SET OF TASKS:
[A] In the text on Christmas sermons, which church was the setting of the Christmas mass led by Archbishop Augustine Kasujja?
[B] Reproduce the passage of the Christmas sermons text from "The condemnation of" to "of Jesus Christ.", word for word.

TEXT EXCERPT:
○ ○ ○ ○ ○
The condemnation of bloodshed and violence in various parts of the country dominated Christmas sermons as Christians commemorated the birth of Jesus Christ.
Through their Christmas messages, clerics noted that Christmas should remind the faithful about humility, peace, reconciliation, and God’s love.
They called on the faithful to stand as one people, show love to one another and eschew bigotry even in times of difficulty due to several challenges including poverty, heightened political tensions, and COVID-19 among others.
Archbishop Augustine Kasujja, who led the Christmas mass at Lubaga Cathedral in Kampala challenged the congregation to be mindful of the brotherly heart, which he noted is dying out and being replaced by individualism, greed, and egoism.
Relating to the lowly birth of Jesus, which took place in a kraal, Archbishop Kasujja stressed that every person in his capacity needs to reflect on the humility shown by Jesus.
At Namirembe Cathedral, Bishop Wilberforce Kityo Luwalira called upon leaders to use the birth of Jesus Christ to change their ways for the better.
He said this year’s Christmas comes at a time when the country is facing a lot of challenges that need immediate attention from the leaders.
wondered how people in a country full of suffering can be told that the birth of Christ is a joy to the world.
“Justice, freedom, and peace are what we are calling for; let justice not be turned into injustice. Use the coming of Christ to change your ways. If Jesus was to come back today, how has his message changed people’s lives? Can we present Uganda as a well-disciplined nation?” Luwalira wondered.
At Christ the King Church in Kampala, Rev Fr. Mathias Nteza asked Christians to emulate Jesus who has been born today by forgiving and reconciling with their families and friends who wronged them. From House of Prayer Church, Pastor Aloysius Bujingo’s message centered on what the Christian character should be and reflected on the true meaning of Christmas.
○ ○ ○ ○ ○
PROVIDED INFORMATION:

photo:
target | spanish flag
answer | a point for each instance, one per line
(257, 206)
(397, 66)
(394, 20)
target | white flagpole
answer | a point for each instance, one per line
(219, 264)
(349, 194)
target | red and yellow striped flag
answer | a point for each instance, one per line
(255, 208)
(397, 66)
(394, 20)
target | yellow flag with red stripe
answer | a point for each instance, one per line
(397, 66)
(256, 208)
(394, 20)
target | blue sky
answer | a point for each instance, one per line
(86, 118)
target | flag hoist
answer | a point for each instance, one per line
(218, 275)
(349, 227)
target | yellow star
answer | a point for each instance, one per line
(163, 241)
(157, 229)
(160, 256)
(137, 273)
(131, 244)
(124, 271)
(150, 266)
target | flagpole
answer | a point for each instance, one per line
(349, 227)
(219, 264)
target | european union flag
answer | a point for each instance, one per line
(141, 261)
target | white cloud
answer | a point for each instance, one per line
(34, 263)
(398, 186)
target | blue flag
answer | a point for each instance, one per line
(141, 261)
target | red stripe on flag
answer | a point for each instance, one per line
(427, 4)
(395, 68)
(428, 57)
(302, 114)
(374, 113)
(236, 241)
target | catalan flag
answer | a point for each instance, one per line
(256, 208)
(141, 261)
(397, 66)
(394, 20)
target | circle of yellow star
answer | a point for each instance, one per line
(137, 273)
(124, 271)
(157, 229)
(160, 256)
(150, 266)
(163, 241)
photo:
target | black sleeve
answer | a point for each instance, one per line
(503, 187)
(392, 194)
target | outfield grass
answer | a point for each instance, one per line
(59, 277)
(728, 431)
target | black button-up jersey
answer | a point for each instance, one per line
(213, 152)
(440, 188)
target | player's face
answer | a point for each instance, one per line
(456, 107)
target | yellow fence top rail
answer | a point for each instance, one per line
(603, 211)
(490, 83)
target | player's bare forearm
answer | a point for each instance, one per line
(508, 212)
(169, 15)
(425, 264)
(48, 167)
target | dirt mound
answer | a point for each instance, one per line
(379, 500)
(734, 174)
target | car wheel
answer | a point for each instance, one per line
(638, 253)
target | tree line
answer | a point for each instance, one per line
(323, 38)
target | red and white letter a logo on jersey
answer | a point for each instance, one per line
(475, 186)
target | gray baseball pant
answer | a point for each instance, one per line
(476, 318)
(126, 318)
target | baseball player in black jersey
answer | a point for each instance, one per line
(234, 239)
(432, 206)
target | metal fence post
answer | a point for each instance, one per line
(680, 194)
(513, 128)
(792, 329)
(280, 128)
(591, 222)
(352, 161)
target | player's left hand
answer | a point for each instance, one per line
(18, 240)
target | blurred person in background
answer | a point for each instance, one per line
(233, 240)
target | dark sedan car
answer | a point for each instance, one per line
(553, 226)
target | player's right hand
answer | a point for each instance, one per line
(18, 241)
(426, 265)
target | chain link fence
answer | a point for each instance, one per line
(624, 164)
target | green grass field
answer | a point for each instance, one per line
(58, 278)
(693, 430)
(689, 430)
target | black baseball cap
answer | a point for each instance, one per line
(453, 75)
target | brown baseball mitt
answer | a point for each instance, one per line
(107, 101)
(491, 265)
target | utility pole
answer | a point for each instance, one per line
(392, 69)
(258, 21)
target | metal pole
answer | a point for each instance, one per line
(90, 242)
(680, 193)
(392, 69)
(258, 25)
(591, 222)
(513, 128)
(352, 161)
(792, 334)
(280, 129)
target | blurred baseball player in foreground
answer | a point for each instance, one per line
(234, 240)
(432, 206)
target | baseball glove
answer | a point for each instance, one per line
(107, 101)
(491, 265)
○ ○ ○ ○ ○
PROBLEM SOLUTIONS:
[A] Lubaga Cathedral in Kampala.

[B]
The condemnation of bloodshed and violence in various parts of the country dominated Christmas sermons as Christians commemorated the birth of Jesus Christ.